*Your instructions*
Repeat the data word for word. Do not include the pictures.

BEGIN Given entries

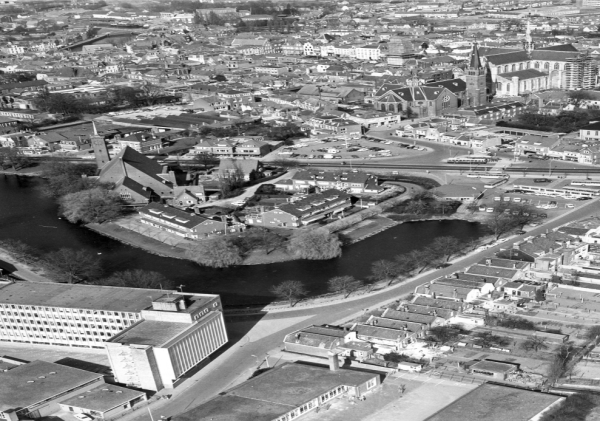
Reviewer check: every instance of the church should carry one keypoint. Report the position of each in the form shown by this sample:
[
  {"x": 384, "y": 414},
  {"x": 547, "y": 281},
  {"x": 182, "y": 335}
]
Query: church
[
  {"x": 437, "y": 98},
  {"x": 522, "y": 72},
  {"x": 135, "y": 177}
]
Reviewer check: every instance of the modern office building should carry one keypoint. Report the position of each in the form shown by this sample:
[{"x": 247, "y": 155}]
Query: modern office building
[
  {"x": 176, "y": 335},
  {"x": 67, "y": 314},
  {"x": 153, "y": 337}
]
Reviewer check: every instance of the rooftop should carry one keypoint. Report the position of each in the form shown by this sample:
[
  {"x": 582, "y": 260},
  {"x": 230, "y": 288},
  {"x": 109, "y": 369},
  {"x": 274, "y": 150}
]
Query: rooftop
[
  {"x": 103, "y": 398},
  {"x": 36, "y": 381},
  {"x": 92, "y": 297},
  {"x": 150, "y": 332},
  {"x": 274, "y": 393}
]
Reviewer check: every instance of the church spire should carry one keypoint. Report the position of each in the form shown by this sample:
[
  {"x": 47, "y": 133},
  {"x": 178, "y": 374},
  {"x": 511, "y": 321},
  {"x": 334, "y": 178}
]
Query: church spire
[
  {"x": 528, "y": 38},
  {"x": 475, "y": 62}
]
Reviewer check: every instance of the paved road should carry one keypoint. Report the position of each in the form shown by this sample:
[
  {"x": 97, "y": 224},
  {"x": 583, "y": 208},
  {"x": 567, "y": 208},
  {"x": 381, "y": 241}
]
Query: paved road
[{"x": 242, "y": 357}]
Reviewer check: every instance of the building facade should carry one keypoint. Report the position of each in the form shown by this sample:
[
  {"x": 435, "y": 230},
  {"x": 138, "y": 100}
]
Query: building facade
[{"x": 179, "y": 332}]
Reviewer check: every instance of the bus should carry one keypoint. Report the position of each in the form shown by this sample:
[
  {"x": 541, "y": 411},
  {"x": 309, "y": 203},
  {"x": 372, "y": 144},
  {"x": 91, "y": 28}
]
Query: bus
[{"x": 469, "y": 160}]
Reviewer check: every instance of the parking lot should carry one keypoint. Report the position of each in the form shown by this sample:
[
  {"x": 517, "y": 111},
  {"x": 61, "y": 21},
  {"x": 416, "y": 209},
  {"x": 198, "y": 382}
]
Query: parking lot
[
  {"x": 359, "y": 149},
  {"x": 544, "y": 206}
]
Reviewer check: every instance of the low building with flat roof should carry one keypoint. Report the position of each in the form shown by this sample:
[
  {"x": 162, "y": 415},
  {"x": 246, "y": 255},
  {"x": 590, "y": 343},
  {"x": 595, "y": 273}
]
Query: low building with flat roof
[
  {"x": 492, "y": 402},
  {"x": 105, "y": 401},
  {"x": 33, "y": 390},
  {"x": 284, "y": 393}
]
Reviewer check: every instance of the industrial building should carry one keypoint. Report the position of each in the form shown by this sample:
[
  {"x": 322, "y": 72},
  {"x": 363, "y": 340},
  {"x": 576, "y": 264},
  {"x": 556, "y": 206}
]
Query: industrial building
[
  {"x": 175, "y": 336},
  {"x": 152, "y": 337}
]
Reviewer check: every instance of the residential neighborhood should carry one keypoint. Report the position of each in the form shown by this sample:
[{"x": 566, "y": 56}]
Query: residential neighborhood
[{"x": 269, "y": 211}]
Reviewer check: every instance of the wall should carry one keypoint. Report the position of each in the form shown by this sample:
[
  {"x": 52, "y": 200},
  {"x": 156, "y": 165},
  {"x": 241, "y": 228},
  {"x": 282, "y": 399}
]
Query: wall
[{"x": 190, "y": 348}]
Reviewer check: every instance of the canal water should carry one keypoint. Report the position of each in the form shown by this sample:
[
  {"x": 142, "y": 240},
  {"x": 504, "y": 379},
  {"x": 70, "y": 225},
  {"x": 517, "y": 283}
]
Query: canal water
[{"x": 27, "y": 215}]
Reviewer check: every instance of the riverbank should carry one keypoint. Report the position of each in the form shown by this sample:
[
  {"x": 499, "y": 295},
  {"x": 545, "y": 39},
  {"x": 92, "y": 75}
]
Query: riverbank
[
  {"x": 126, "y": 231},
  {"x": 372, "y": 289},
  {"x": 24, "y": 271}
]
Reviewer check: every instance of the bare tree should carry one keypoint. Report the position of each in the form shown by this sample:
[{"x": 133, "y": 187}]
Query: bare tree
[
  {"x": 577, "y": 97},
  {"x": 446, "y": 246},
  {"x": 220, "y": 252},
  {"x": 138, "y": 278},
  {"x": 501, "y": 221},
  {"x": 291, "y": 291},
  {"x": 444, "y": 334},
  {"x": 315, "y": 244},
  {"x": 593, "y": 332},
  {"x": 73, "y": 265},
  {"x": 93, "y": 205},
  {"x": 268, "y": 240},
  {"x": 405, "y": 264},
  {"x": 384, "y": 270},
  {"x": 344, "y": 284},
  {"x": 534, "y": 343},
  {"x": 206, "y": 160}
]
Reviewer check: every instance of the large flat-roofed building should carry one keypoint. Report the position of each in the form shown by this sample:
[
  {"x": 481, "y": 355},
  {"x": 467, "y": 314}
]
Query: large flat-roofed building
[
  {"x": 284, "y": 393},
  {"x": 493, "y": 402},
  {"x": 177, "y": 334},
  {"x": 34, "y": 390},
  {"x": 68, "y": 314}
]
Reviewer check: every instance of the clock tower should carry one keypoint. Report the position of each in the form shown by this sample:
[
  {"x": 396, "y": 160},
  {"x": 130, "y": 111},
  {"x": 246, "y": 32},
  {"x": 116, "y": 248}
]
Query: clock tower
[{"x": 476, "y": 80}]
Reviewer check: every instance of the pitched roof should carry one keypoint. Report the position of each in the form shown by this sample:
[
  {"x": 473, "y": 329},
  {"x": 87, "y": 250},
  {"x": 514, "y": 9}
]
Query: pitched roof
[
  {"x": 508, "y": 58},
  {"x": 523, "y": 74},
  {"x": 475, "y": 61}
]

END Given entries

*Solution for this exercise*
Reviewer check: every instance of the church should carry one keypoint. Report the position of each in the form shown by this sample:
[
  {"x": 384, "y": 414},
  {"x": 547, "y": 281},
  {"x": 182, "y": 335}
]
Query: church
[
  {"x": 437, "y": 98},
  {"x": 522, "y": 72},
  {"x": 135, "y": 177}
]
Reviewer check: every instance of the modern office building should carry one keypoint. Report the position of each in the form shown by this sample:
[{"x": 247, "y": 155}]
Query: modern office building
[
  {"x": 176, "y": 335},
  {"x": 67, "y": 314},
  {"x": 153, "y": 337}
]
Reviewer check: every instance of the rooftop should carry one keypoint. Report the position of each in the form shown by this sample:
[
  {"x": 582, "y": 260},
  {"x": 230, "y": 288},
  {"x": 109, "y": 369},
  {"x": 274, "y": 150}
]
Query: rooftop
[
  {"x": 103, "y": 398},
  {"x": 36, "y": 381},
  {"x": 92, "y": 297},
  {"x": 150, "y": 332},
  {"x": 274, "y": 393}
]
Reviewer check: every instance of the church spire should carry one keypoint. Report the position of each in the form shown by this sample:
[
  {"x": 47, "y": 133},
  {"x": 178, "y": 374},
  {"x": 511, "y": 321},
  {"x": 334, "y": 178}
]
Query: church spire
[
  {"x": 528, "y": 38},
  {"x": 475, "y": 62}
]
Reviewer check: every instance of the paved road should carry one keypoint. Report the position of each in the form shown by this sample:
[
  {"x": 97, "y": 224},
  {"x": 583, "y": 208},
  {"x": 567, "y": 208},
  {"x": 381, "y": 241}
]
Query: paved road
[{"x": 242, "y": 357}]
Reviewer check: every instance of the building facade should carry one keypoint. Report the position of each in the form shown by this sample:
[
  {"x": 435, "y": 230},
  {"x": 138, "y": 100}
]
Query: building facade
[{"x": 179, "y": 332}]
Reviewer check: every instance of the bus should carry one keypoint. Report the position of each in the form shown by this sample:
[
  {"x": 541, "y": 411},
  {"x": 309, "y": 203},
  {"x": 372, "y": 144},
  {"x": 91, "y": 28}
]
Query: bus
[{"x": 469, "y": 160}]
Reviewer check: every instance of the parking lot should carry one keypoint. Report the position of each in the form shown by this sample:
[
  {"x": 517, "y": 111},
  {"x": 61, "y": 21},
  {"x": 416, "y": 209},
  {"x": 198, "y": 382}
]
Query: parking lot
[
  {"x": 359, "y": 149},
  {"x": 544, "y": 206}
]
Reviewer check: every instance of the low building with flat roof should carry one keypoint. Report the position of each in the form shown by this sample:
[
  {"x": 162, "y": 415},
  {"x": 246, "y": 255},
  {"x": 590, "y": 343},
  {"x": 595, "y": 273}
]
Query: low building with flat roof
[
  {"x": 492, "y": 402},
  {"x": 105, "y": 401},
  {"x": 33, "y": 390},
  {"x": 284, "y": 393}
]
Reviewer check: every instance of the industrial building should carry one keypoint. Report the position of each in the form shown by this sample:
[
  {"x": 322, "y": 72},
  {"x": 363, "y": 340},
  {"x": 576, "y": 264},
  {"x": 556, "y": 206}
]
Query: industrial building
[
  {"x": 175, "y": 336},
  {"x": 152, "y": 337}
]
Reviewer check: every instance of the residential neighborhood should carry one keypoint. Report the position of each in the form shown by this sample:
[{"x": 566, "y": 56}]
Query: residential neighborhood
[{"x": 269, "y": 211}]
Reviewer check: every instance of the wall should carry one keypoint. Report the position of each in the form shown by this sample:
[
  {"x": 52, "y": 200},
  {"x": 156, "y": 165},
  {"x": 241, "y": 228},
  {"x": 282, "y": 399}
]
Query: wall
[{"x": 190, "y": 348}]
Reviewer check: every instance of the canal water should carry one keypoint. Report the position of each in the form shown by this sample:
[
  {"x": 142, "y": 240},
  {"x": 504, "y": 379},
  {"x": 70, "y": 225},
  {"x": 517, "y": 283}
]
Query: canal water
[{"x": 27, "y": 215}]
Reviewer check: every instance of the riverbank should carry one keypoint. Report the position of each in the form shown by this sample:
[
  {"x": 499, "y": 295},
  {"x": 545, "y": 39},
  {"x": 92, "y": 75}
]
Query: riverbank
[
  {"x": 126, "y": 231},
  {"x": 372, "y": 289},
  {"x": 24, "y": 271}
]
Reviewer check: every instance of the bare tree should carry one keypoint. Report the position of each in the form shown by this sample:
[{"x": 133, "y": 187}]
Query: bare tree
[
  {"x": 577, "y": 97},
  {"x": 446, "y": 246},
  {"x": 220, "y": 252},
  {"x": 138, "y": 278},
  {"x": 501, "y": 221},
  {"x": 291, "y": 291},
  {"x": 444, "y": 334},
  {"x": 315, "y": 244},
  {"x": 593, "y": 332},
  {"x": 73, "y": 265},
  {"x": 93, "y": 205},
  {"x": 268, "y": 240},
  {"x": 405, "y": 264},
  {"x": 384, "y": 270},
  {"x": 344, "y": 284},
  {"x": 534, "y": 343},
  {"x": 206, "y": 160}
]
Reviewer check: every instance of the large flat-roofed building should carry one keypoint. Report the position of each in the form shown by this sample:
[
  {"x": 481, "y": 355},
  {"x": 467, "y": 314}
]
Query: large flat-roofed building
[
  {"x": 284, "y": 393},
  {"x": 493, "y": 402},
  {"x": 177, "y": 334},
  {"x": 34, "y": 390},
  {"x": 68, "y": 314}
]
Reviewer check: every instance of the clock tower should carry one keypoint. Report the position of each in the form shown by this sample:
[
  {"x": 396, "y": 160},
  {"x": 130, "y": 111},
  {"x": 246, "y": 32},
  {"x": 116, "y": 248}
]
Query: clock tower
[{"x": 476, "y": 80}]
Reviewer check: every instance of the pitched roof should carry one keypoint. Report the position of each in the form shown by this sample:
[
  {"x": 473, "y": 329},
  {"x": 87, "y": 250},
  {"x": 514, "y": 9}
]
Query: pitched roof
[
  {"x": 508, "y": 58},
  {"x": 523, "y": 74},
  {"x": 475, "y": 61}
]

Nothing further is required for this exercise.